> **The input**:
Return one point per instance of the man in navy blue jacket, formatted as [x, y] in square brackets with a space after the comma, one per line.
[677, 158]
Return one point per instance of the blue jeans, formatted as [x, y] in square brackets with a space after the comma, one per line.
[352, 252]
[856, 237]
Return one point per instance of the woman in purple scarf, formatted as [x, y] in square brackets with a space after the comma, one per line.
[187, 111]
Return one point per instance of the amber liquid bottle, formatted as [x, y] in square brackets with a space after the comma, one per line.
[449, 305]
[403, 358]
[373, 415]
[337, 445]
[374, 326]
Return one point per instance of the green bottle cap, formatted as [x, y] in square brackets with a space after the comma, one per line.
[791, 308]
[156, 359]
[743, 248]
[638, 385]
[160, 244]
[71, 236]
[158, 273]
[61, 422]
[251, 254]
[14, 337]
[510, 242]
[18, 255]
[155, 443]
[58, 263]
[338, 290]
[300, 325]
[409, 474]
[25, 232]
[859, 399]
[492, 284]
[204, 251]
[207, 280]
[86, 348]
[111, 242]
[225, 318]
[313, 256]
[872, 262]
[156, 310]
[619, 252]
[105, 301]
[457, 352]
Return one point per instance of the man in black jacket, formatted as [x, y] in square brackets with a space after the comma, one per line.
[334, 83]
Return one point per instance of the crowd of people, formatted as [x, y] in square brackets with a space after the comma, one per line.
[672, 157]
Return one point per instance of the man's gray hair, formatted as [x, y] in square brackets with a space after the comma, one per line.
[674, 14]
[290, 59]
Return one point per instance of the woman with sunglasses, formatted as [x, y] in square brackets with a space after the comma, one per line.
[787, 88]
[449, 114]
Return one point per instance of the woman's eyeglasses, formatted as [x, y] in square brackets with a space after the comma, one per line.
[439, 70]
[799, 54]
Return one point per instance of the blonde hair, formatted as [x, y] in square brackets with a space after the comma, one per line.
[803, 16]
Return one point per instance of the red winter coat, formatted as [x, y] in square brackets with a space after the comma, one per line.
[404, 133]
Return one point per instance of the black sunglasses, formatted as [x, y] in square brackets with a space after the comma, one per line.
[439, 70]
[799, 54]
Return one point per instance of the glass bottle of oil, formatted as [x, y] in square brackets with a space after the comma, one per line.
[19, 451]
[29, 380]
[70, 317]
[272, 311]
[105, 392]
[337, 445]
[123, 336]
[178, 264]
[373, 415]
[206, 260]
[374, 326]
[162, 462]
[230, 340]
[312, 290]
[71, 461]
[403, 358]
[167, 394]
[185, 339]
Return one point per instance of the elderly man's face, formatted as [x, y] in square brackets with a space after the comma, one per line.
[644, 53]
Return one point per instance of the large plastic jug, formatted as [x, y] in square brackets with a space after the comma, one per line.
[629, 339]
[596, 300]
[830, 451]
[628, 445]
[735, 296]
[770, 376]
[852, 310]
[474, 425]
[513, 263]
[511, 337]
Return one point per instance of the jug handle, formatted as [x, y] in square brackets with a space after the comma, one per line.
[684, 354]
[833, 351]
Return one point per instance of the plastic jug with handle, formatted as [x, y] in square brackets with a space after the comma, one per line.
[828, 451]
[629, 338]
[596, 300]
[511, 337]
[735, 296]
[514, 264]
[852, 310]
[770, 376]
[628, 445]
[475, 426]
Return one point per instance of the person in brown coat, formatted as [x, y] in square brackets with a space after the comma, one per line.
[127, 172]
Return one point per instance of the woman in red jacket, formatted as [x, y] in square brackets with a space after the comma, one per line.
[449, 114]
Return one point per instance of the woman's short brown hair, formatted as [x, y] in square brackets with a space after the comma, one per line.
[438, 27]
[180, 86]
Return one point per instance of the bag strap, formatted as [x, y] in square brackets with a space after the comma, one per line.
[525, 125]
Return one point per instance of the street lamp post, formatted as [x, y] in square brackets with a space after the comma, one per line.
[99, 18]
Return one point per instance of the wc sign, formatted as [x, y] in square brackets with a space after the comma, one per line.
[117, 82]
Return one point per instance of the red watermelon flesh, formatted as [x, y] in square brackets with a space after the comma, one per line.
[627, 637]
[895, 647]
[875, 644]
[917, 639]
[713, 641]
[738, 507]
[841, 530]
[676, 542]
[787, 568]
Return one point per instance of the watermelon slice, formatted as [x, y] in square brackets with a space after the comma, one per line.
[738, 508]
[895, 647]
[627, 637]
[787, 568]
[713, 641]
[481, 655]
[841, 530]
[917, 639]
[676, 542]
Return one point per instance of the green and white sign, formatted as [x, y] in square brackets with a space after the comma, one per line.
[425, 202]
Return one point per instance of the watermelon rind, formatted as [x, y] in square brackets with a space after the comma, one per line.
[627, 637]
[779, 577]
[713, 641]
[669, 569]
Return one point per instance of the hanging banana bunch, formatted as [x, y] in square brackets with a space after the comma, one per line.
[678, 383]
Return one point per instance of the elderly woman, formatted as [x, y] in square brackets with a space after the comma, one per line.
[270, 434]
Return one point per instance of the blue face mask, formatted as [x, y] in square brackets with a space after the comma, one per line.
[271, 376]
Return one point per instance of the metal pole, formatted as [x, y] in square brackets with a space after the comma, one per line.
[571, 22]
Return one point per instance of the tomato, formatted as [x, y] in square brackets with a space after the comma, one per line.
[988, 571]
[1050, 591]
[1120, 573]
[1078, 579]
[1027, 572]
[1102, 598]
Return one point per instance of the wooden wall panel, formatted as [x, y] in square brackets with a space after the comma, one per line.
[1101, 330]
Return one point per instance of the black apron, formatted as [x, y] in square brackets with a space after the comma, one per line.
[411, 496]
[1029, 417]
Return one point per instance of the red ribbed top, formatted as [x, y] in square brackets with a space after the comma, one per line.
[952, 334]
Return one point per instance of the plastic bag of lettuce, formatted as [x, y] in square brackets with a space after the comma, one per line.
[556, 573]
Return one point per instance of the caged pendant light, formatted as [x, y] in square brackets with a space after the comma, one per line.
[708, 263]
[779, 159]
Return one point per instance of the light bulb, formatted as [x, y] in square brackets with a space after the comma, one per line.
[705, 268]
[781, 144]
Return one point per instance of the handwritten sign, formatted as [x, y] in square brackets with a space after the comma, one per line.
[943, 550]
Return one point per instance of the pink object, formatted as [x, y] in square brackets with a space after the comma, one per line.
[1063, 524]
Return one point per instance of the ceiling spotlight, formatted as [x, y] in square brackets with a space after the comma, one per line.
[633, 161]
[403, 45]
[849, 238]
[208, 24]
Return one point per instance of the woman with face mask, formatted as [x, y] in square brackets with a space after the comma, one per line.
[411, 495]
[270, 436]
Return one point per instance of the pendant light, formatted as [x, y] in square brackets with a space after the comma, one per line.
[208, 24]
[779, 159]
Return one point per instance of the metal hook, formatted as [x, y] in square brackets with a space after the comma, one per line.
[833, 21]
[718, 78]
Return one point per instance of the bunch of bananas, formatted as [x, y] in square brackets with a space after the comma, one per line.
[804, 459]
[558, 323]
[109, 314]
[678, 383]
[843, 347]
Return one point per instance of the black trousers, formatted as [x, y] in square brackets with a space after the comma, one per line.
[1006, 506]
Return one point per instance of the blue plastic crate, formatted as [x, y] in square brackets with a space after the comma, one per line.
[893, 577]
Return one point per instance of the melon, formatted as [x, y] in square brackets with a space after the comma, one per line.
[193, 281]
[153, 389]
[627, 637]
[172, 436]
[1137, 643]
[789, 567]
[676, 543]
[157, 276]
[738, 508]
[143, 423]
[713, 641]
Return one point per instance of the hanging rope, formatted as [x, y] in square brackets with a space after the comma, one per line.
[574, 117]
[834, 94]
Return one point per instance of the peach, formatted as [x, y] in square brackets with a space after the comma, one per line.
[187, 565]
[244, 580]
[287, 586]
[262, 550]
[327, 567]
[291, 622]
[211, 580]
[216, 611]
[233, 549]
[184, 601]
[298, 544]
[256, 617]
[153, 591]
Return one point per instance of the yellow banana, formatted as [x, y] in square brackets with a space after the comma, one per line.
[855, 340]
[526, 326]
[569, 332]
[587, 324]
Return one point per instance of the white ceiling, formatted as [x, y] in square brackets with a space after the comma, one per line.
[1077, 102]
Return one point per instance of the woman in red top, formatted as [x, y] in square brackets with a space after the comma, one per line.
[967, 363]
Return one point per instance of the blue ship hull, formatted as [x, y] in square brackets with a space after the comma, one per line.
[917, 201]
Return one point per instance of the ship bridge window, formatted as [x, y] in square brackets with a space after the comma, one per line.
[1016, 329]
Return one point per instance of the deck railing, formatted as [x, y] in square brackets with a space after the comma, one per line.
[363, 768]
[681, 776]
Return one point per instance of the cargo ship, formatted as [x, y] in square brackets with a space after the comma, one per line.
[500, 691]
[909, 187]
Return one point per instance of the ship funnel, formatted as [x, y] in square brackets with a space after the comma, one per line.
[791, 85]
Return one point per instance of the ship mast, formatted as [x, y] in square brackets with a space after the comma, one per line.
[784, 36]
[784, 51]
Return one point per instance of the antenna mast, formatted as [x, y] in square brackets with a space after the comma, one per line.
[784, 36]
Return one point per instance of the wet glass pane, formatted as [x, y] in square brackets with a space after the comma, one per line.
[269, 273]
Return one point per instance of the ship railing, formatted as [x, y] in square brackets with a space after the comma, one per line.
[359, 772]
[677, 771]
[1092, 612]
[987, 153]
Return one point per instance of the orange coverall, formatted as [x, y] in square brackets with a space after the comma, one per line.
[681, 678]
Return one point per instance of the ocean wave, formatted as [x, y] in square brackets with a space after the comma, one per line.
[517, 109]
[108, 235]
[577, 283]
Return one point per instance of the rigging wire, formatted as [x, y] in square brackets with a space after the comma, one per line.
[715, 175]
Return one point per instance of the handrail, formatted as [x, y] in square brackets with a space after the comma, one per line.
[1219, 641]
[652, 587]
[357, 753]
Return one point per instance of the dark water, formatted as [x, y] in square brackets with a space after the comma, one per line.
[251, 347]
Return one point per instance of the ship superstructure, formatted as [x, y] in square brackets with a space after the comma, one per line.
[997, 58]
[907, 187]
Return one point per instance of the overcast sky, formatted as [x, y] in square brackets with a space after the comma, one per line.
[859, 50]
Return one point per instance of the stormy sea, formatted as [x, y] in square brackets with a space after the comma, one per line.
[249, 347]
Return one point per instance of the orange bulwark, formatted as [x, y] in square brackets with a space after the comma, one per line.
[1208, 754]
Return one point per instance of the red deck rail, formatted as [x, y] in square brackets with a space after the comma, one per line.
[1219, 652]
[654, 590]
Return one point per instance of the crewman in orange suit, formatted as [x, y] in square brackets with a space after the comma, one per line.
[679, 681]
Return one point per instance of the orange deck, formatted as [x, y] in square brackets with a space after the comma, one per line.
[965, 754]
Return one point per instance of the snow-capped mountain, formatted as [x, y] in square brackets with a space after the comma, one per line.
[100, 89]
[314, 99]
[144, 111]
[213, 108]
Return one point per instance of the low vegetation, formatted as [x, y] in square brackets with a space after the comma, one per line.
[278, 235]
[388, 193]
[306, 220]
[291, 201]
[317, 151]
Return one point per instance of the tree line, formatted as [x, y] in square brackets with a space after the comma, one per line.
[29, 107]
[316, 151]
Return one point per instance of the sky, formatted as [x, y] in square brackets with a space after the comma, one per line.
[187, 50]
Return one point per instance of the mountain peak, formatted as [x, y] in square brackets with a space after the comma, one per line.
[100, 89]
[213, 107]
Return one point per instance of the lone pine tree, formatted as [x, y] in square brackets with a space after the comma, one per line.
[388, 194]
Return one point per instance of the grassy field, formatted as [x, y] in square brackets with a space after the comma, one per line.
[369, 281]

> **Stated problem**: The lines to quote run from the one containing "Return one point per instance of the tree" through the final line of the material above; please give them exactly, both ends included, and nothing else.

> **Answer to the problem**:
Return one point per instance of the tree line, formatted as [x, y] in square brackets with a space after the comma, one per line.
[29, 107]
[316, 151]
Return one point per instance of the sky, formatted as [x, y] in square brackets with a space after the comma, one per line.
[187, 50]
Return one point per instance of the mountain peak, formatted as [x, y] in square brackets with a space after the comma, one per line.
[100, 89]
[213, 107]
Return one point per instance of the lone pine tree, formatted as [x, y] in square brackets with a space after the comma, one per line.
[388, 194]
Return one point per instance of the grassy field, formatted as [x, y] in square brackets with a space after the comma, one per line.
[369, 281]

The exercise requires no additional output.